*What you should do*: Rewrite the lines from the start of the records through the line holding "(1173, 524)", inclusive, swapping "concrete" for "cement" and leaving everything else unchanged.

*Source material*:
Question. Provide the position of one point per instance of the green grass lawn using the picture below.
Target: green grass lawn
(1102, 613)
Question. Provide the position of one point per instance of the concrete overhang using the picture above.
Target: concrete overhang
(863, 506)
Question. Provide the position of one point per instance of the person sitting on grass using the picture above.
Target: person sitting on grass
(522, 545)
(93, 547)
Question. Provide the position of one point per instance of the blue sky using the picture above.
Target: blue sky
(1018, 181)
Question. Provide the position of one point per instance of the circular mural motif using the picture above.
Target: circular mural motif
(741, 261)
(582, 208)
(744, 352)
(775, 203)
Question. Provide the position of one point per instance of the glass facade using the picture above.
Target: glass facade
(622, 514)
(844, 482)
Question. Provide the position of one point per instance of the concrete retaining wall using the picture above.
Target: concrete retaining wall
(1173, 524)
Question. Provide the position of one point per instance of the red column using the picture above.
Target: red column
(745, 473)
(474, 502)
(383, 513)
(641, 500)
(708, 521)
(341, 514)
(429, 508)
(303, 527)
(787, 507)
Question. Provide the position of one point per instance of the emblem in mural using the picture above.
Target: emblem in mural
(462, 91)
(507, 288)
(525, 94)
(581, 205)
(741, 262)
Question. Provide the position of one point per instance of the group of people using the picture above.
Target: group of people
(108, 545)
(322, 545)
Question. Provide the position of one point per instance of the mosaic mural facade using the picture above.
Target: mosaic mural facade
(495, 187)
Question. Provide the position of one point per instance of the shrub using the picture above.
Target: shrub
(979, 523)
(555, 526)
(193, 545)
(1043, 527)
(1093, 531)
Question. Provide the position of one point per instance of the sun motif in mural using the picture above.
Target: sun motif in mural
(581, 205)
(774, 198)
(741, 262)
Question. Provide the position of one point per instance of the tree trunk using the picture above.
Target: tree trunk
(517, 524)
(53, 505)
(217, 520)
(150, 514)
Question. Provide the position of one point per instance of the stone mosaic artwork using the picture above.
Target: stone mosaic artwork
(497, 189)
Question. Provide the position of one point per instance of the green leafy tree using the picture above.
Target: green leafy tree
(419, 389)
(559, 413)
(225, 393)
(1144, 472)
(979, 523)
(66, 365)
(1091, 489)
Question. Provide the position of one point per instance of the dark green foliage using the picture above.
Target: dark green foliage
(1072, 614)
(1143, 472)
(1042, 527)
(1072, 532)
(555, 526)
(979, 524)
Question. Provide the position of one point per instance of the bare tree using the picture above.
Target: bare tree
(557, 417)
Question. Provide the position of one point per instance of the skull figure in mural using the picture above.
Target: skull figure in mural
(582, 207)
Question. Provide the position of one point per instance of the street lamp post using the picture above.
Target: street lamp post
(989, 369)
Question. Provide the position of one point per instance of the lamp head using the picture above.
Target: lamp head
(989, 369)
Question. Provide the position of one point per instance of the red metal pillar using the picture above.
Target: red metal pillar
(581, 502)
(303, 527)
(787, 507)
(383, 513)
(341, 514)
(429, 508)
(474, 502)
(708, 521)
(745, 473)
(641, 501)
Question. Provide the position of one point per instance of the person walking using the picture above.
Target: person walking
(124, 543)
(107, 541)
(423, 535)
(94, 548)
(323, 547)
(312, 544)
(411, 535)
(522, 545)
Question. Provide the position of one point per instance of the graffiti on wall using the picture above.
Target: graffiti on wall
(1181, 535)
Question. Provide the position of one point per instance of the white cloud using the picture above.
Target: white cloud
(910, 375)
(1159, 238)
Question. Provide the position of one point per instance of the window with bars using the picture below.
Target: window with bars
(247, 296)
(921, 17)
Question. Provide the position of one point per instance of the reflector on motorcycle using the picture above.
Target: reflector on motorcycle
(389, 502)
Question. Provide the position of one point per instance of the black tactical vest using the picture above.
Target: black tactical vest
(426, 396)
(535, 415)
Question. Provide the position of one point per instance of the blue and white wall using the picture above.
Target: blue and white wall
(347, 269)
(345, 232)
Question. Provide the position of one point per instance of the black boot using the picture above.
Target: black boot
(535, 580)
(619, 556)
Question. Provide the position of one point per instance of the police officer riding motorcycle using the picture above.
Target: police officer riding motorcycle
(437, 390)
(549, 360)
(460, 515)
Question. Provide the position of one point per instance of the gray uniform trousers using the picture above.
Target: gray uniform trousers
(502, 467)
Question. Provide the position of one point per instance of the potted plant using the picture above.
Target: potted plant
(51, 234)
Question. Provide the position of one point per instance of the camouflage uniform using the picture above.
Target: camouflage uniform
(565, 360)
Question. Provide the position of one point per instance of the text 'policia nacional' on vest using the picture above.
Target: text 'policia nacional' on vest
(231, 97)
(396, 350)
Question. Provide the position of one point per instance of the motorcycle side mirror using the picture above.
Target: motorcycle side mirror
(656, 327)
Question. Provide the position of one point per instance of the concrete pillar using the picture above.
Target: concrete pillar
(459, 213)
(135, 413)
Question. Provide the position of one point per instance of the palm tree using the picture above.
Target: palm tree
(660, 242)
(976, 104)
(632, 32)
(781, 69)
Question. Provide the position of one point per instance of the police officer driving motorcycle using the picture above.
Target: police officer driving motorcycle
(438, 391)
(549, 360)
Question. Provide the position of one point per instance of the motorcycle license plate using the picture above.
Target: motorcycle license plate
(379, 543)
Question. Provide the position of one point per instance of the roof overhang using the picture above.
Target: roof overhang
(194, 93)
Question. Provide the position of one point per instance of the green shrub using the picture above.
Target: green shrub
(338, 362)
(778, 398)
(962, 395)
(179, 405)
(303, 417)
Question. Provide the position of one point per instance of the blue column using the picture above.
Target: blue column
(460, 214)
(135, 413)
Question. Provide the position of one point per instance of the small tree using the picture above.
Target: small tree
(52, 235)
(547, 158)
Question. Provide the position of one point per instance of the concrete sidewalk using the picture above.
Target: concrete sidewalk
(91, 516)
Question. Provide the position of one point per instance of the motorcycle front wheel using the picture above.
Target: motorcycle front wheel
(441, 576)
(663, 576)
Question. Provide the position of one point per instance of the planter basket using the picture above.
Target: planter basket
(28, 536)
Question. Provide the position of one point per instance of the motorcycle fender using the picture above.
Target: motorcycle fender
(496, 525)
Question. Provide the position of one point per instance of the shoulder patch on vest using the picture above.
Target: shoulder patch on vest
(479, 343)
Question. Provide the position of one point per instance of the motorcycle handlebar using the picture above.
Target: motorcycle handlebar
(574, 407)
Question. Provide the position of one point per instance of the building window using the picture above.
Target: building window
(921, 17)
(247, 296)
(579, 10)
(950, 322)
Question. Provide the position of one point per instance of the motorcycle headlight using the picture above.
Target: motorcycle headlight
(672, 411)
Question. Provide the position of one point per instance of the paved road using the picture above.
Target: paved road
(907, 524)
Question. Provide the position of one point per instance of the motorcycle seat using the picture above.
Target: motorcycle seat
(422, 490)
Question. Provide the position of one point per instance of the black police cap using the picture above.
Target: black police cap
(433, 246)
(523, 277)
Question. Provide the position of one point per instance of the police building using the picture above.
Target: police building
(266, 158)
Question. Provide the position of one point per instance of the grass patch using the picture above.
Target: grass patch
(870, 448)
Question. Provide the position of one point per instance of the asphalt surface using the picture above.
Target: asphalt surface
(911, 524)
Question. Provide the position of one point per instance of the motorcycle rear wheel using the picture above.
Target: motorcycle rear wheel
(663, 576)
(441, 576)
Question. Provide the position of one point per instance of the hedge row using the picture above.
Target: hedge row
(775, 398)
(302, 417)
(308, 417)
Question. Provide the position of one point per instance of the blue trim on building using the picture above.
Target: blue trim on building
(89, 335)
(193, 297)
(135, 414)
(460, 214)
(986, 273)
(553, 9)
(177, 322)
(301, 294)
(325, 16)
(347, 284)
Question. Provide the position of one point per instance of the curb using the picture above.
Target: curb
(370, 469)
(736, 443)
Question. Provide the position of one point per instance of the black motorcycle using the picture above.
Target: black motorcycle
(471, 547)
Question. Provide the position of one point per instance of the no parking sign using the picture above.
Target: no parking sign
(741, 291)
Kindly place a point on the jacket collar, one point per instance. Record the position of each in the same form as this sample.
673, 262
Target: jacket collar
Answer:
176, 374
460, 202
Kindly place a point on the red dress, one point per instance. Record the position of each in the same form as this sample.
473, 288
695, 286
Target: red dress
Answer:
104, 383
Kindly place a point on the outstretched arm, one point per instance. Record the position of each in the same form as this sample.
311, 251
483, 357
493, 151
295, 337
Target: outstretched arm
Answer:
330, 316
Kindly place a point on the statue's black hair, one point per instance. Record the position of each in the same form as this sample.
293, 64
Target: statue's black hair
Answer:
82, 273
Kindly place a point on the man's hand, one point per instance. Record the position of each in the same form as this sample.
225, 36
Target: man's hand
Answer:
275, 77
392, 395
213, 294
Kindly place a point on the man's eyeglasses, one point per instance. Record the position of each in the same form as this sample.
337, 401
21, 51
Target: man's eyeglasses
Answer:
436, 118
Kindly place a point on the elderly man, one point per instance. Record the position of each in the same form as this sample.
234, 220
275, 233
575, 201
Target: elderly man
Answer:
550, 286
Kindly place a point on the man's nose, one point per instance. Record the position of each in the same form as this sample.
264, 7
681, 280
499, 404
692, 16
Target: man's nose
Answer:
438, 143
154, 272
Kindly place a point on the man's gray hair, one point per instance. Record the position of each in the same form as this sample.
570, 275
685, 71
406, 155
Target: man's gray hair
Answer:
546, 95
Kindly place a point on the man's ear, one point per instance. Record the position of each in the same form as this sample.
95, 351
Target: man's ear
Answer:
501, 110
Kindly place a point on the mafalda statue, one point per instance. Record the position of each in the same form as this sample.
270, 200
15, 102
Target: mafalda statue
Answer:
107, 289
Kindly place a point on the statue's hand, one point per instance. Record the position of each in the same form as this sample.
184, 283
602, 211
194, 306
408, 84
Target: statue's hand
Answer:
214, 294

*The answer*:
Question. Provide the position of one point per instance of the green grass lawn using the picture below.
Target: green grass lawn
(1102, 613)
Question. Provide the position of one point per instance of the cement overhang using the picture above.
Target: cement overhang
(863, 506)
Question. Provide the position of one point per instance of the person sitting on grass using the picture above.
Target: person sitting on grass
(522, 545)
(93, 547)
Question. Provide the position of one point per instance of the blue sky using the picture above.
Target: blue sky
(1018, 181)
Question. Provide the position of one point per instance of the circular mural motif using the picture above.
Target: circular mural motif
(741, 261)
(582, 208)
(744, 352)
(775, 203)
Question. Provide the position of one point per instance of the glass facade using the picture above.
Target: glass facade
(622, 514)
(844, 482)
Question. Provide the position of one point per instance of the cement retaining wall using the picture above.
Target: cement retaining wall
(1173, 524)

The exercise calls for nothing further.